[TEXTO PARA LEER]:
Al terminar con Marina, la ciudad de Berlín me comenzó a mostrar su rostro más feo. Volver a molestar a los hermanos Huancaruna no estaba en mi mente. Y, ahora, estaba completamente solo, y mi único objetivo al despuntar el sol era encontrar otro edificio en el cual pudiera pasar la noche. Los cuatrocientos dólares con los que había logrado salir de la Unión Soviética, gracias a la generosidad de mi tía Elvira que me los envío a Moscú, los había cuidado como si fueran oro en polvo. Ahora, me servían para poder alimentarme con jugo de naranja y patatas fritas con kétchup en el desayuno, el almuerzo y la cena. A veces me ganaban las ganas y me comía, aunque con mucho arrepentimiento, una salchicha caliente que disfrutaba como el manjar más exquisito del mundo. Por ello, ahora, cuando me como un hot dog no puedo evitar recordar, con mucha nostalgia y dolor, aquellos breves días de mi soledad berlinesca; y digo breves porque no duraron mucho como paso a continuación a explicar.

 

Una noche, mientras dormía plácidamente en las escaleras —no sé si del cuarto o quinto piso— de un edificio de estudiantes, me desperté estremecido por un terrible bramido. Era un estudiante negro que me gritaba en alemán. Al darse cuenta de que no le entendía nada, me preguntó si hablaba inglés. Yo le respondí que sí. Y fue para mi mal, porque después de insultarme me dijo que me daba un minuto para que me retire antes de que llame a la policía.

[INFORMACIÓN EXTRAÍDA]:

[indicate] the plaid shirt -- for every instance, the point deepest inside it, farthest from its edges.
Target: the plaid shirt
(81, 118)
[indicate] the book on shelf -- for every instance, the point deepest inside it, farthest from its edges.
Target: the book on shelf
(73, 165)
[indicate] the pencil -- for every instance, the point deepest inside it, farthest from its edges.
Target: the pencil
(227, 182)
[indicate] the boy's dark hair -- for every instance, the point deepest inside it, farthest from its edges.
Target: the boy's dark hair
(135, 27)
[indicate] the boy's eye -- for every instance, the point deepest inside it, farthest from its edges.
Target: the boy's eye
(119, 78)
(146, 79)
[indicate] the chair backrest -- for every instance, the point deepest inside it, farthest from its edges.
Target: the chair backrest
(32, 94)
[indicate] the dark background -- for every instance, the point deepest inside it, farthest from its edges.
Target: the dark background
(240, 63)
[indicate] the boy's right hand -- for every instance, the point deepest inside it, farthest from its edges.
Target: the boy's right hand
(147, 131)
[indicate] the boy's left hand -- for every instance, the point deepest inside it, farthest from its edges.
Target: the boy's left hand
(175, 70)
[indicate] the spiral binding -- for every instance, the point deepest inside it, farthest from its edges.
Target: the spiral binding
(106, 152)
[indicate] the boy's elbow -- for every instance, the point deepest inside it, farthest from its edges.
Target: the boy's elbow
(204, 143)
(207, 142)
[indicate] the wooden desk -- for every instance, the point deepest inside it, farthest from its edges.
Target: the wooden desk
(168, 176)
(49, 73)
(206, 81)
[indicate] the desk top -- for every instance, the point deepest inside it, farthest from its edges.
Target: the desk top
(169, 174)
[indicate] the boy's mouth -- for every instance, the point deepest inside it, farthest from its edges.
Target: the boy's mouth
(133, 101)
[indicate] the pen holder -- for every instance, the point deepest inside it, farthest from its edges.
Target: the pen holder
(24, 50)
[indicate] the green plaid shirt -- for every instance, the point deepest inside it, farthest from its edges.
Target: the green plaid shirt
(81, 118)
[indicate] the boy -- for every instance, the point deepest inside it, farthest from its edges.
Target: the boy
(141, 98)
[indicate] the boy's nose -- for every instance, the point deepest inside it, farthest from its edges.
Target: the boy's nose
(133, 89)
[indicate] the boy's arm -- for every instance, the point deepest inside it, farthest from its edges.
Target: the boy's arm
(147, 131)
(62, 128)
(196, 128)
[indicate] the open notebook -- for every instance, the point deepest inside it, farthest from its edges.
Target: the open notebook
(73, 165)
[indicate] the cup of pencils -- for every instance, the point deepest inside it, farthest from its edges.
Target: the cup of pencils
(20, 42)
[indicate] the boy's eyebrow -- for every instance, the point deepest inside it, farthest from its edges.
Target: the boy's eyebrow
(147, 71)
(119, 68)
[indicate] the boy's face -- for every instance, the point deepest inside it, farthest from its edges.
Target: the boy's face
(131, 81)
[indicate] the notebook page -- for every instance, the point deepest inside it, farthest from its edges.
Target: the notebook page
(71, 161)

[TAREAS DEL EJERCICIO]:
**1)** Transcribe del relato sobre Berlín todo lo que va desde "Una noche, mientras" hasta "a la policía.".
**2)** Según el relato sobre Berlín, ¿con cuánto dinero salió de la Unión Soviética quien narra?

[SOLUCIONES]:
**1)**
Una noche, mientras dormía plácidamente en las escaleras —no sé si del cuarto o quinto piso— de un edificio de estudiantes, me desperté estremecido por un terrible bramido. Era un estudiante negro que me gritaba en alemán. Al darse cuenta de que no le entendía nada, me preguntó si hablaba inglés. Yo le respondí que sí. Y fue para mi mal, porque después de insultarme me dijo que me daba un minuto para que me retire antes de que llame a la policía.

**2)** Con cuatrocientos dólares.